→ INSTRUCTIONS FOR THE TASK: Exactly as given, transcribe each entry that follows.

→ EXERCISE MATERIALS:
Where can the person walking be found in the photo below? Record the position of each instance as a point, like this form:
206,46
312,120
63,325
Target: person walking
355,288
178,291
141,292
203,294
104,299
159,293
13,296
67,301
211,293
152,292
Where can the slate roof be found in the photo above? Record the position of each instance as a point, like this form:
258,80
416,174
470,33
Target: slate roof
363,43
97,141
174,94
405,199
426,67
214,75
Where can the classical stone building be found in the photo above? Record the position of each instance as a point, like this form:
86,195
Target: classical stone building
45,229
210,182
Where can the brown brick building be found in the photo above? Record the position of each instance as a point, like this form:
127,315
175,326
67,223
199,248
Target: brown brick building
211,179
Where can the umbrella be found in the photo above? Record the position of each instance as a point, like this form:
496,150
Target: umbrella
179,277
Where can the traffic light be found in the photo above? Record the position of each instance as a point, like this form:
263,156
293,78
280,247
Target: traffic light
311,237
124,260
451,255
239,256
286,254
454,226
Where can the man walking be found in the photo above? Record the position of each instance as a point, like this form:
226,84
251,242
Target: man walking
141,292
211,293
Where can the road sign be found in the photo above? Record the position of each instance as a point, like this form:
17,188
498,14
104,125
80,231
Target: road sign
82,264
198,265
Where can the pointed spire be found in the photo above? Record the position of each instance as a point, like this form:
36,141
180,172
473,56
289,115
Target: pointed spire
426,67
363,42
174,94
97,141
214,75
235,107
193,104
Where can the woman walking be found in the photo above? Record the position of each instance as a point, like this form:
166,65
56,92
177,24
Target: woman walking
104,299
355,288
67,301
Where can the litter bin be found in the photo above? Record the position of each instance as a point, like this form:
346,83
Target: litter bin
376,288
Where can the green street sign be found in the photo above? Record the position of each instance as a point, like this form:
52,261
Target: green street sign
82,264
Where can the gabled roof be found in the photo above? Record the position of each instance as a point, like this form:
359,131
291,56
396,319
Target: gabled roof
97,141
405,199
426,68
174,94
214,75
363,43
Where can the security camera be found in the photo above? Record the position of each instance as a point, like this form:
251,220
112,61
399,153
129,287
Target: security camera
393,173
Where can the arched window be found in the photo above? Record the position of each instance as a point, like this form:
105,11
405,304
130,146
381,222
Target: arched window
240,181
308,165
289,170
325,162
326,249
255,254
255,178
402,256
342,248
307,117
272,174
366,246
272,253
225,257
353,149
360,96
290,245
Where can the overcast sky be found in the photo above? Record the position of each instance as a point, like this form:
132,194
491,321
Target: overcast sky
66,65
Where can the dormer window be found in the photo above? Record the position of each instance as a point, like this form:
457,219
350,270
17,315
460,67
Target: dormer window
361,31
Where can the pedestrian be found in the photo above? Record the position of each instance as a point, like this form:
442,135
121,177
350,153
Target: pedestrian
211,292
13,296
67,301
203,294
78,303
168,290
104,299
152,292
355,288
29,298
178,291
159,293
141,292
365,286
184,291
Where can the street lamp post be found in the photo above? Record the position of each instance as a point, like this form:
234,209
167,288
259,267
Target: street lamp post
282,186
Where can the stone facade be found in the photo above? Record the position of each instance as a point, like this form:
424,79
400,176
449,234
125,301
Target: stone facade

→ WRITTEN REPLY:
Where can the person walking be found in the photo below? Record the position of each instance as a point, like this form:
206,46
312,120
63,325
Target: person walking
355,288
178,291
141,292
203,294
104,299
159,293
13,296
67,301
211,293
152,292
Where can the slate roof be found in the photo above? Record the position of each instance as a point, like this form:
258,80
416,174
470,33
Target: slate roof
363,43
97,141
174,94
405,199
426,67
214,75
Where can the classical stone building be found in the photo above? Record the position of each instance as a point, like this form:
86,195
Target: classical stone building
45,229
210,182
Where can the brown brick building be found in the photo above? Record the position of each instance as a point, like this form:
127,315
175,326
67,223
199,248
Target: brown brick building
211,179
Where can the umbrella be found in the photo above? Record the position of each instance as a point, like this form:
496,150
Target: umbrella
179,277
Where can the traffic light be found in the photo above? Record the position of each instance as a point, like this form:
263,156
293,78
280,247
Target: traffic light
311,237
124,260
451,255
239,256
286,254
454,226
Where can the man walking be found in the photo above? Record the position of each instance as a point, like this form:
226,84
251,242
Target: man walking
141,292
211,293
Where can the road sign be found in the photo above? Record the position of each instance as a point, like this form:
17,188
498,14
104,125
80,231
Target: road sign
82,264
198,265
Where can the pointed spire be found in the photo above? Record the position of each instance as a point, like this form:
36,141
180,172
473,56
289,115
Target: pointed spire
426,67
363,42
174,94
97,141
214,75
235,107
193,104
Where can the woman walking be found in the photo above? Record the position of each instance as a point, like this form:
166,65
56,92
177,24
Target: woman walking
104,299
355,288
67,301
Where can the litter bin be found in the photo above? Record the position of each instance as a point, like this form:
346,83
Target: litter bin
376,288
Where can the green street sign be found in the photo above? Record the position of each instance as a point, like this form:
52,261
Target: green street sign
82,264
Where can the gabled roof be found in the photo above? Record the position of each instance as a point, like this form:
359,131
291,56
396,319
Target: gabled roof
97,141
405,199
426,68
174,94
214,75
363,43
Where can the security camera be found in the photo above? Record the position of each instance as a point, like this form:
251,220
112,61
399,153
129,287
Target: security camera
393,173
Where can the arched window be found in the photo above? Record the position of each instance as a point, like this form:
105,11
405,304
130,146
381,222
Target: arched window
240,181
308,165
289,170
325,162
326,249
255,254
255,178
402,256
342,248
307,117
272,174
366,246
272,253
225,257
353,149
360,96
290,245
Where can the overcast sky be found in the photo above? Record the position of each instance as a point, like this form:
132,194
491,321
Target: overcast sky
66,65
Where can the dormer window be found in the photo above? Record the position of each instance as a point, like this form:
457,219
350,270
17,315
460,67
Target: dormer window
361,31
Where can the pedestrian be found in the photo above? Record the position of each instance as a point, like this form:
442,135
121,177
350,153
Target: pedestrian
211,292
13,296
67,301
203,294
78,303
168,290
104,299
152,292
355,288
29,298
178,291
159,293
141,292
365,286
184,291
Where can the street lamp post be found in the photo above? Record the position of each instance as a point, like this form:
234,209
167,288
259,267
Target: street lamp post
282,186
Where can the stone facade be found in the photo above? Record the position of each instance as a point, like this form:
424,79
400,176
449,234
125,301
Target: stone facade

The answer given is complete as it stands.